Object pointing dataset rows
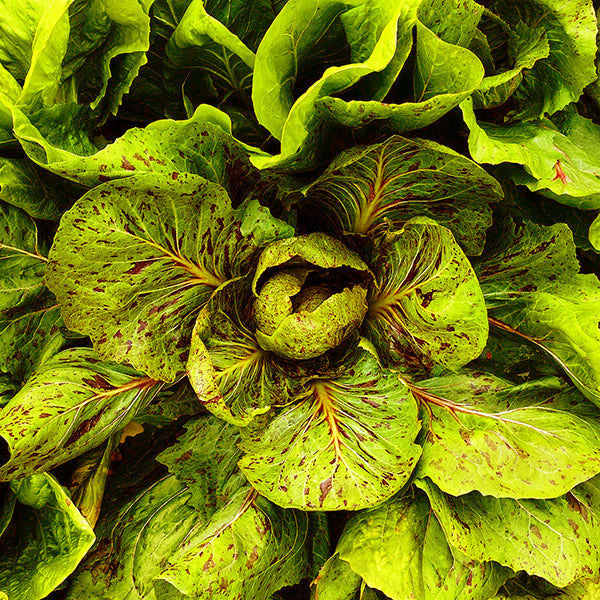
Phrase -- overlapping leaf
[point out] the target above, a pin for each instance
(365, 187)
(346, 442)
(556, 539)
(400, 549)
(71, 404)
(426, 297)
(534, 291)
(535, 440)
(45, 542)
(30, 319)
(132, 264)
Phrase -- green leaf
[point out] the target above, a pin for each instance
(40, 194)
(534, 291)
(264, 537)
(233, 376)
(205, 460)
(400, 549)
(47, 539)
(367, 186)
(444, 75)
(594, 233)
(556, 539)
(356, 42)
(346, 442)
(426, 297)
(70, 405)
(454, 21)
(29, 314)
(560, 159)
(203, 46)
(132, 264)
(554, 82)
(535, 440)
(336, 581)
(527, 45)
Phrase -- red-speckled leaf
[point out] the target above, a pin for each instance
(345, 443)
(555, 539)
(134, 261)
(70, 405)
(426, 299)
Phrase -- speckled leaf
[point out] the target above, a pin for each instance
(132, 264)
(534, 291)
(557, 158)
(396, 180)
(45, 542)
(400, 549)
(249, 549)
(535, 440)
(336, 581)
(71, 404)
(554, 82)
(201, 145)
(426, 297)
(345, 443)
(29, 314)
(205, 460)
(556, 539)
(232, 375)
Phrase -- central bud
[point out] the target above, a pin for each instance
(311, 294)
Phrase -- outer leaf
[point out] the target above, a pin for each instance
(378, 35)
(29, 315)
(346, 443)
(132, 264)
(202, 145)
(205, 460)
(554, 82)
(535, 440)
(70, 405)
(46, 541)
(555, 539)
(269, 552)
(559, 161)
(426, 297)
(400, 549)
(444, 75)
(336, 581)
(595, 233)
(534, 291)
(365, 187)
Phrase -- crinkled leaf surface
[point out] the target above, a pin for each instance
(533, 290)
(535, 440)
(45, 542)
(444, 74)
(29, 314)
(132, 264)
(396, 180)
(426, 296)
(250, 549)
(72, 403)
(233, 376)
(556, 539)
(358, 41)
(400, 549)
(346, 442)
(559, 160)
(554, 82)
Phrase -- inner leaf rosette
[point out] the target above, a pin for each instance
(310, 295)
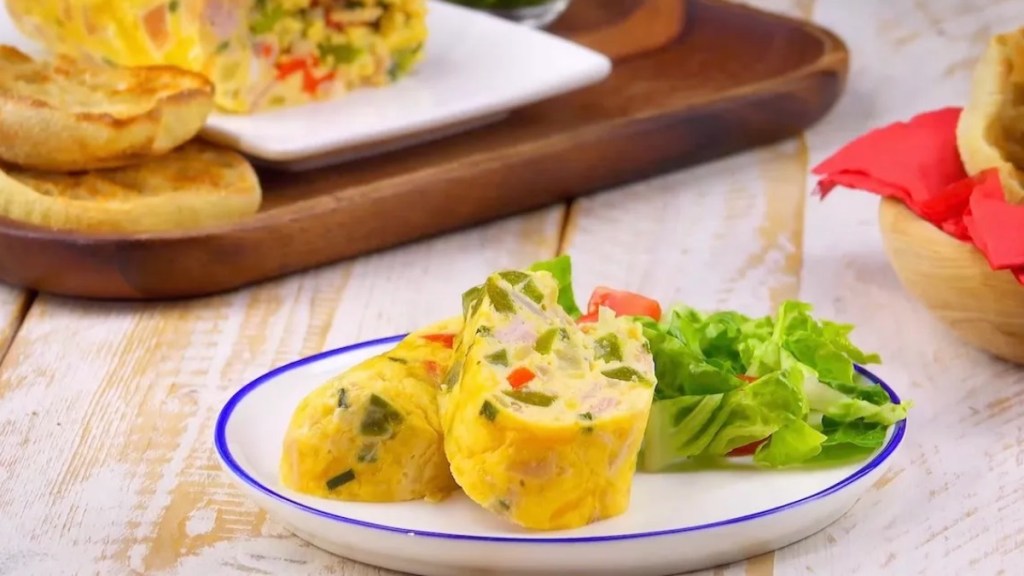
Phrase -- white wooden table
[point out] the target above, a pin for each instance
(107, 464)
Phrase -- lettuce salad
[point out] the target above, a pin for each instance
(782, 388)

## WRITTEN PROBLEM
Can you reproduce the data word for word, starting with the line that contains "Phrase -- inner leaf rosette" and going on through the end of the data, and leave the pictures out?

## EXERCISE RESPONSE
Phrase -- inner leaf rosette
[point out] the target above, a pin for each instance
(310, 295)
Phrase -- white wooden table
[point out] the target above, a pin for each instance
(107, 464)
Phrase -- lettuce salad
[point out] the target above, a pin for each instance
(782, 388)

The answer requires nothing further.